We call it lemon crack around the Pastry household, and it is — at least for me. It’s one of those foods, which, when it hits my taste buds, sends an arc of electricity straight to my reptilian brain. My pupils dilate, I lose my sense of hearing, then speech recognition, and then all my higher faculties for as long as it takes for me to finish every last drop in the bowl. It’s a serious problem for a baker, one I have with only a few other foods (the others being double-dipped chocolate peanuts and Cheez-Its). Some combination of the sweetness, citrus aromas and richness, all combined in an unctuous texture…I lose all perspective and control.
But what is curd when it’s applied to a sweet substance? People think of curd as a citrus jam, and often treat it like such, giving it to neighbors in jars, spreading it on muffins and such. However it’s actually a custard, of the “stirred” variety, just with lemon juice instead of cream. It’s a “curd” in the sense that like cheese curds, it’s thickened by the action of coagulating proteins. Indeed many Brits call lemon curd lemon “cheese” for this reason. But it’s really nothing like cheese and everything like custard (well maybe not everything)…how so many things get named the way they do I’ll never understand.
· · ·
_WORK INSTRUCTIONS_
a) In the lemon curd text, what do many Brits call lemon curd?
b) Carry the lemon curd text forward, picking up right after its final sentence.
· · ·
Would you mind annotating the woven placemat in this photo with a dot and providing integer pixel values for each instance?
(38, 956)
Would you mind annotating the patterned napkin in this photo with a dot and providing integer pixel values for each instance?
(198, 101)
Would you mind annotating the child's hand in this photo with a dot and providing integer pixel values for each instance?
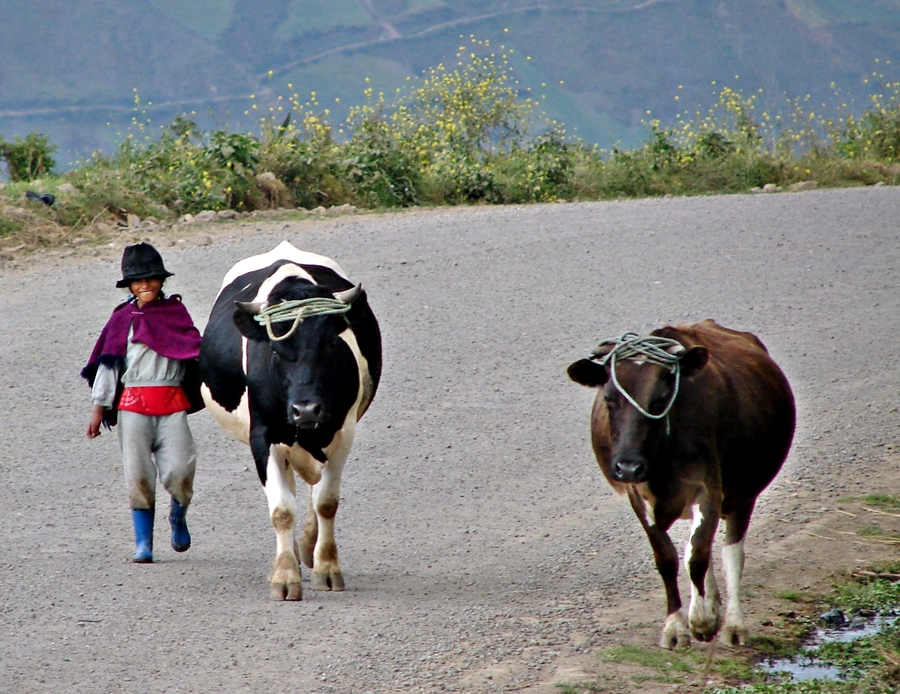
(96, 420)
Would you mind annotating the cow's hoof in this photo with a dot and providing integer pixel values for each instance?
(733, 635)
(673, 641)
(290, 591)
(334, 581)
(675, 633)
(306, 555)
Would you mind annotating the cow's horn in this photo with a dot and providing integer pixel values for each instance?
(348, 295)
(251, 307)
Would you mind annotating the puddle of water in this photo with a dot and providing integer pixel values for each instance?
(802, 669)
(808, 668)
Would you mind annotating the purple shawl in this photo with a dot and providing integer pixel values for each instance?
· · ·
_TASK ANSWERS_
a) Lemon "cheese."

b)
The main difference between curd and custard, in addition to it not having any cream or milk in it, is that it contains quite a bit more sugar. This feature allowed the original makers of curds — late 19th Century British housewives — to keep their concoctions on the shelf for up to several weeks. I wouldn’t try that these days, mind you, and indeed it’s their relatively short shelf life that has historically kept curds from becoming as popular as preserves. I suppose its the scarcity that adds to the allure, at least for me…you’re lucky I was able to contain myself long enough to snap a picture.